IIRC from a preliminary investigation, there are some
memory allocations for which the size is determined by
multiplying by number of dynirqs. I don't recall whether
this already results in a ("post-boottime") order>0 allocation,
but quadrupling the number might.
Not necessarily a big problem (yet), I'm just being
watchful to see that the fragmentation problem due to
dynamic order>0 allocations doesn't continue to get worse.
> -----Original Message-----
> From: Tim Post [mailto:echo@xxxxxxxxxxxx]
> Sent: Saturday, February 20, 2010 8:44 AM
> To: Keir Fraser
> Cc: Luke S Crawford; xen-devel@xxxxxxxxxxxxxxxxxxx
> Subject: Re: [Xen-devel] increasing the number of guests (NR_DYNIRQS)
>
> On Sat, 2010-02-20 at 13:41 +0000, Keir Fraser wrote:
> > On 20/02/2010 11:54, "Tim Post" <echo@xxxxxxxxxxxx> wrote:
> >
> > >> #define NR_DYNIRQS 1024
> > >>
> > >> (it defaults to 256)
> > >
> > > I've done the same thing several times without breaking anything.

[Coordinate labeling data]
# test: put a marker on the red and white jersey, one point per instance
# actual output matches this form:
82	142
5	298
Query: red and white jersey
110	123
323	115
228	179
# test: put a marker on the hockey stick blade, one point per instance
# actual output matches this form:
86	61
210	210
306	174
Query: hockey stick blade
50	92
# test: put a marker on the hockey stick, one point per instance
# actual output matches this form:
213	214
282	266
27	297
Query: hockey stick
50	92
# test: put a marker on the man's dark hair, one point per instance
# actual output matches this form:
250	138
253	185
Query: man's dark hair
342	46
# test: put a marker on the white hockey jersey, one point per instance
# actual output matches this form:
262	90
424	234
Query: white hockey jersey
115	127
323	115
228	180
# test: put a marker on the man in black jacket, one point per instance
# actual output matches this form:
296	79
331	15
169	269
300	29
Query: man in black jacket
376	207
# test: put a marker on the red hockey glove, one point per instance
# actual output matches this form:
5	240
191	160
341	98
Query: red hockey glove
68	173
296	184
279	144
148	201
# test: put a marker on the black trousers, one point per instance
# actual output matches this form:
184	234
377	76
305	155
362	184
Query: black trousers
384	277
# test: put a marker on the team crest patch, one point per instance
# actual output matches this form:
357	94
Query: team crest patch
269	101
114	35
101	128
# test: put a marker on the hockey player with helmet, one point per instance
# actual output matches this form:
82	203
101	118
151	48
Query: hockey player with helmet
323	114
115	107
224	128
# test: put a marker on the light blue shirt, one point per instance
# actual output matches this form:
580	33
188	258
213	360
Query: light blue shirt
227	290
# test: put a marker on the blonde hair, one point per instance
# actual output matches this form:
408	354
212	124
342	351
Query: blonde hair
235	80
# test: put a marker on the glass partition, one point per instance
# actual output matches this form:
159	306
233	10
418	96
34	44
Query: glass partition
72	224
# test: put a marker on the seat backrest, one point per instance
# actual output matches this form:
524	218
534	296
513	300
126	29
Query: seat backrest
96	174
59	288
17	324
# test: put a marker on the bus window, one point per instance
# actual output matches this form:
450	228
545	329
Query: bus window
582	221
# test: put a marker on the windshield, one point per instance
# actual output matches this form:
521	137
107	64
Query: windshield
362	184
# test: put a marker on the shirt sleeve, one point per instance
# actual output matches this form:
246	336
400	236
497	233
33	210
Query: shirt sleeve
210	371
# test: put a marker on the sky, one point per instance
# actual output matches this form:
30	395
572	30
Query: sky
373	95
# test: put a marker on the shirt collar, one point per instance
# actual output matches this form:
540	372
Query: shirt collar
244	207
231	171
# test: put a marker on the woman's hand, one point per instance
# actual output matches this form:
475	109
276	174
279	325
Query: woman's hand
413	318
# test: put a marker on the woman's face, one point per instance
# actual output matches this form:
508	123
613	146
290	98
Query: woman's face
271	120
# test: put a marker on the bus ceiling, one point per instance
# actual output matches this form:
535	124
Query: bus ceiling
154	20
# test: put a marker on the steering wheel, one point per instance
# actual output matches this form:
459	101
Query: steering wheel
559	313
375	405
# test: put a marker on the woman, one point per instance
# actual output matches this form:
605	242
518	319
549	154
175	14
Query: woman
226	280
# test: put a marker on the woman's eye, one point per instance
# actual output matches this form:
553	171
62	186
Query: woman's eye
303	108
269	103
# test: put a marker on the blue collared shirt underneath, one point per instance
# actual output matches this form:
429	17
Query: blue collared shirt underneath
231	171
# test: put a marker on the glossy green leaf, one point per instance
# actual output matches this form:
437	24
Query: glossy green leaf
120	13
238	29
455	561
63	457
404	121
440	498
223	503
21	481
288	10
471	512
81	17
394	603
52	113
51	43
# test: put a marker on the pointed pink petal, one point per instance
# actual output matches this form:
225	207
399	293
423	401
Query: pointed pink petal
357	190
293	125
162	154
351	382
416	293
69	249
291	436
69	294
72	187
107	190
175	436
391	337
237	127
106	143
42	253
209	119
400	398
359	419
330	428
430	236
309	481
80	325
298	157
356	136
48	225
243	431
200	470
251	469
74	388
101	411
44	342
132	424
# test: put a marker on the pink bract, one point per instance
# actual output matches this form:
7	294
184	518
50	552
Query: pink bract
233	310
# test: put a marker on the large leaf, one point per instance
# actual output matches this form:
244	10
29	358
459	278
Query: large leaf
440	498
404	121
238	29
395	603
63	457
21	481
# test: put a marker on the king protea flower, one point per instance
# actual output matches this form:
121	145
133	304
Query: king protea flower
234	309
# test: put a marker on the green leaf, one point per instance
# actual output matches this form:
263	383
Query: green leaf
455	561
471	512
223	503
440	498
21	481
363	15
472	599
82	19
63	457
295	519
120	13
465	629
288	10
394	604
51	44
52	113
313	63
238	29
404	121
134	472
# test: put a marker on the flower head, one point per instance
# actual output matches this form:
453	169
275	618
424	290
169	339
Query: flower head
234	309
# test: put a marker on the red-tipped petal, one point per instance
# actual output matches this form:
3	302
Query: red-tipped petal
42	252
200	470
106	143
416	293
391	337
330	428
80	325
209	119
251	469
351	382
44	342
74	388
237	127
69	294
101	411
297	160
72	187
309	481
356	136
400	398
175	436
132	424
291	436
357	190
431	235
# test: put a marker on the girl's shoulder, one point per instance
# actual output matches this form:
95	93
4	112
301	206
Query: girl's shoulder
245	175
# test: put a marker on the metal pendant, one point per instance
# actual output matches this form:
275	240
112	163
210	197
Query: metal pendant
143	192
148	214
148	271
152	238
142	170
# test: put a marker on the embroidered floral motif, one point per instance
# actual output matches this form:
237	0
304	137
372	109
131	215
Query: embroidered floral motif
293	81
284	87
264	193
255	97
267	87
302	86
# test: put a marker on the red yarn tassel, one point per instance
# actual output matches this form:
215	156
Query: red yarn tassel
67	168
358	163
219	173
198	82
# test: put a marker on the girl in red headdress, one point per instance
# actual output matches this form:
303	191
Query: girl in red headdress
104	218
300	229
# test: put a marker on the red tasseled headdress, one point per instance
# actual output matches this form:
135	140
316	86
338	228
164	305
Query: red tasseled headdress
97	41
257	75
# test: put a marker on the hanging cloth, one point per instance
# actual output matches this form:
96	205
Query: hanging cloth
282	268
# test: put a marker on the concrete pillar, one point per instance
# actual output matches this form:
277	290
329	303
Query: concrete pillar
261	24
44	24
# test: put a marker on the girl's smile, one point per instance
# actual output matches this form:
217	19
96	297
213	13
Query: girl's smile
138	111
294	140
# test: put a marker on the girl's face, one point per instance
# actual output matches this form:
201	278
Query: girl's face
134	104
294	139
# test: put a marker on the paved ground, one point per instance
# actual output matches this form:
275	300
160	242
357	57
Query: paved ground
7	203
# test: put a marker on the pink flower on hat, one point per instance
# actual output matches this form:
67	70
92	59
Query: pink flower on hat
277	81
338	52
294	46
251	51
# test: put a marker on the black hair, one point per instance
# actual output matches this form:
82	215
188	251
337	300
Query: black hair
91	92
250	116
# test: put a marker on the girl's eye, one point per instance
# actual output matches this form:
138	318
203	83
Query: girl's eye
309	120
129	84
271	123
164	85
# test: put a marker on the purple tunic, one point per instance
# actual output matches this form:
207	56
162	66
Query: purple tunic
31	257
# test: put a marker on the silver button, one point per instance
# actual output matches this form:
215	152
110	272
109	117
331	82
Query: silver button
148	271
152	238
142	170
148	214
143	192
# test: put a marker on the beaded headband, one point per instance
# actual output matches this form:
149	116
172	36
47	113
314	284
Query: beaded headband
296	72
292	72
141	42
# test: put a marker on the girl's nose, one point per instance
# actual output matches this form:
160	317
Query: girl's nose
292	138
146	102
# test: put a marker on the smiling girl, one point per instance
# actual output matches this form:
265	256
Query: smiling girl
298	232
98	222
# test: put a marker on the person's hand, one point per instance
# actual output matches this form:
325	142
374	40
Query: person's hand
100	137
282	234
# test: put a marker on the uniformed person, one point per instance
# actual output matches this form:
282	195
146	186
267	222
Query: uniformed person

* What you have to do
Copy out the entire Xen mailing-list message about raising NR_DYNIRQS, word for word and line by line.

* Exercise result
IIRC from a preliminary investigation, there are some
memory allocations for which the size is determined by
multiplying by number of dynirqs. I don't recall whether
this already results in a ("post-boottime") order>0 allocation,
but quadrupling the number might.
Not necessarily a big problem (yet), I'm just being
watchful to see that the fragmentation problem due to
dynamic order>0 allocations doesn't continue to get worse.
> -----Original Message-----
> From: Tim Post [mailto:echo@xxxxxxxxxxxx]
> Sent: Saturday, February 20, 2010 8:44 AM
> To: Keir Fraser
> Cc: Luke S Crawford; xen-devel@xxxxxxxxxxxxxxxxxxx
> Subject: Re: [Xen-devel] increasing the number of guests (NR_DYNIRQS)
>
> On Sat, 2010-02-20 at 13:41 +0000, Keir Fraser wrote:
> > On 20/02/2010 11:54, "Tim Post" <echo@xxxxxxxxxxxx> wrote:
> >
> > >> #define NR_DYNIRQS 1024
> > >>
> > >> (it defaults to 256)
> > >
> > > I've done the same thing several times without breaking anything.